Exercise requirements | Output, word for word, the line that contains "Objective — for every instance of the fence" and all lines following it to the end of the listing. Drop the pictures.

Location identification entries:
--------
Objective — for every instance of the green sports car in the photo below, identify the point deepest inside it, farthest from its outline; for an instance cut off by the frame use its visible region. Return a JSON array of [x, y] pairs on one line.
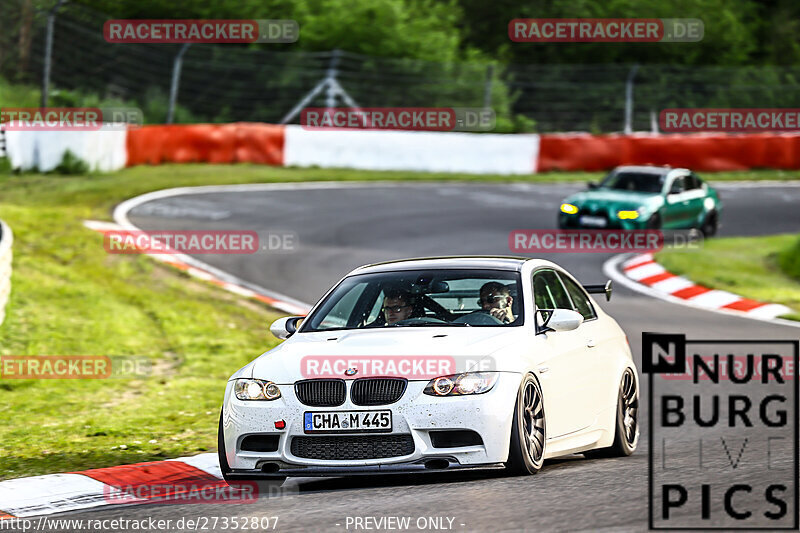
[[644, 197]]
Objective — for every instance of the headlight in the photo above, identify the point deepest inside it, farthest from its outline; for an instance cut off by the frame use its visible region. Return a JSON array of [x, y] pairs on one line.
[[256, 389], [569, 209], [461, 384], [632, 215]]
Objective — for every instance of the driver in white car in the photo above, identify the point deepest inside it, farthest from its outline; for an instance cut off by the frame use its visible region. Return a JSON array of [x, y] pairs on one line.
[[397, 305], [496, 299]]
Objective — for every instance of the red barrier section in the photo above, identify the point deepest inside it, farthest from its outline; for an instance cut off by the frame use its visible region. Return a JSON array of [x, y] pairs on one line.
[[705, 152], [206, 143]]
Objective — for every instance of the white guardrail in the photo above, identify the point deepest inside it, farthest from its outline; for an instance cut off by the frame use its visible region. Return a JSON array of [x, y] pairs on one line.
[[6, 239]]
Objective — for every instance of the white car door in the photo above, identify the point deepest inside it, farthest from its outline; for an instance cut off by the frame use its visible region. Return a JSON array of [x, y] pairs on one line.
[[599, 341], [562, 370]]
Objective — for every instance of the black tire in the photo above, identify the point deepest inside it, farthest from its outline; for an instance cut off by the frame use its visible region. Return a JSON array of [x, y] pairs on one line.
[[626, 433], [528, 430], [654, 222], [710, 224], [226, 469]]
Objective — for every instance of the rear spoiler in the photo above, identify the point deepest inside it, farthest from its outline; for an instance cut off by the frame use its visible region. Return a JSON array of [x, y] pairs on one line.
[[599, 289]]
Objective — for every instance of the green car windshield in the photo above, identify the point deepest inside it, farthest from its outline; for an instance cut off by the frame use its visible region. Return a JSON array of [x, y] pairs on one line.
[[634, 181]]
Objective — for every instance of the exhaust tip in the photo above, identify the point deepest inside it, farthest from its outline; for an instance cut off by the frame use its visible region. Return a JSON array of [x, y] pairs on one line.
[[437, 464]]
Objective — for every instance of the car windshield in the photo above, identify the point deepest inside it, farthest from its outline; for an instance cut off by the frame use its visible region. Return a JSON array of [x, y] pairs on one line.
[[421, 298], [634, 182]]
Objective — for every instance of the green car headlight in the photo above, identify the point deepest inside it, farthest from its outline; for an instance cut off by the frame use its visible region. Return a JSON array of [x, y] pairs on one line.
[[627, 215], [256, 389]]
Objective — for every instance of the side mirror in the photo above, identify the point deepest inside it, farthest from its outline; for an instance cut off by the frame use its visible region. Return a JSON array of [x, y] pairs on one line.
[[561, 320], [283, 328]]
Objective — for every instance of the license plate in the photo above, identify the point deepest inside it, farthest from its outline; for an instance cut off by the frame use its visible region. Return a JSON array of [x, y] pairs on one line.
[[598, 222], [347, 421]]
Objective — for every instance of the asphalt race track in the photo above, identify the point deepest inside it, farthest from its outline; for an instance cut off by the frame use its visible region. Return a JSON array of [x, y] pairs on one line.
[[341, 228]]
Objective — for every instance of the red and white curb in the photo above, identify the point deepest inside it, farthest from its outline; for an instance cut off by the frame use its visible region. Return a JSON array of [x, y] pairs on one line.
[[644, 271], [211, 275], [57, 493]]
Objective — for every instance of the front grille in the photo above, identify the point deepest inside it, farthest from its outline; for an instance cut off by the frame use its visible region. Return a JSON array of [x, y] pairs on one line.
[[377, 391], [352, 448], [321, 392]]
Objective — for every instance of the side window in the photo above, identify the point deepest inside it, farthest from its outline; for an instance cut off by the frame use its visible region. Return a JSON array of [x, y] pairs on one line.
[[579, 298], [548, 292]]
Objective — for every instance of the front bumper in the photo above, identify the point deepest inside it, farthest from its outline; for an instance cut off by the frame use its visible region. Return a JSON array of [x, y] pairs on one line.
[[415, 414]]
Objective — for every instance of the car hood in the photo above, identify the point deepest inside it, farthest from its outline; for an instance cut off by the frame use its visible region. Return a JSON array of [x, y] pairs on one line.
[[613, 199], [466, 346]]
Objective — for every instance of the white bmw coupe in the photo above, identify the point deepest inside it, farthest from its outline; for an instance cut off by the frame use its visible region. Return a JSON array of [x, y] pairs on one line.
[[440, 363]]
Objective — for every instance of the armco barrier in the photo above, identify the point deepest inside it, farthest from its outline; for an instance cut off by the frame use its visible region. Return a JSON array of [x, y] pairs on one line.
[[413, 151], [102, 150], [706, 152], [403, 150], [6, 239], [206, 143]]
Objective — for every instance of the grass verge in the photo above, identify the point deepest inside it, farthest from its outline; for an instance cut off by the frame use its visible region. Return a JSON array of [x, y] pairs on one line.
[[71, 298], [748, 266]]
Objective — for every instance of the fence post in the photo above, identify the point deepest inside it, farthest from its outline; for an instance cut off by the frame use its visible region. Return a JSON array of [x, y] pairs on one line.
[[487, 90], [48, 51], [629, 100], [177, 64], [330, 93]]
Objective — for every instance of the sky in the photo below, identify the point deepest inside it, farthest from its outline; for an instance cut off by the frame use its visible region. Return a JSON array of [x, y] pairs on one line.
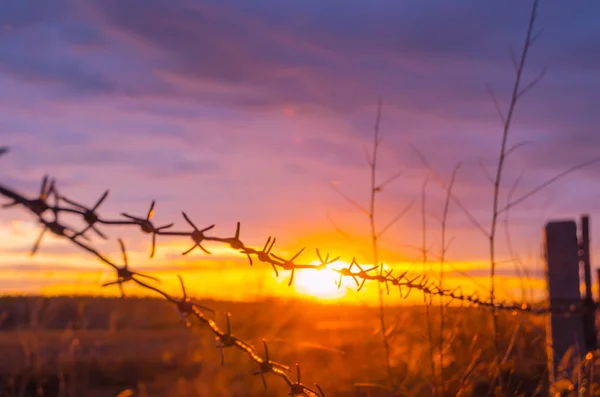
[[251, 111]]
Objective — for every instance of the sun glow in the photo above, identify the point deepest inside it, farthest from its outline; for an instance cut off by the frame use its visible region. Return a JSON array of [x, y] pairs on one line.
[[319, 284]]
--------
Written answer |
Objective — for every instance of the fence post in the photo above, identify the point deepest inside it, farthest from its outline; for an instance cut off by the frame use its visible region. Return a JSON array of [x, y] pairs on one line.
[[487, 90], [48, 51], [629, 100], [177, 64], [330, 93]]
Objective — for every instance of the sky in the photo below, identify the point deepest inside it, farthest from its outline; for an instance cut off by the frame use its visible region. Return a JSON array of [x, y] pairs on one line.
[[251, 111]]
Objective — for every instance of the sun glow in the photo above, identify the point deepest inside it, farthest from its outline; for an instance cut off by the frame use its visible region. Return a JSON array of [x, y] pairs on one line.
[[319, 284]]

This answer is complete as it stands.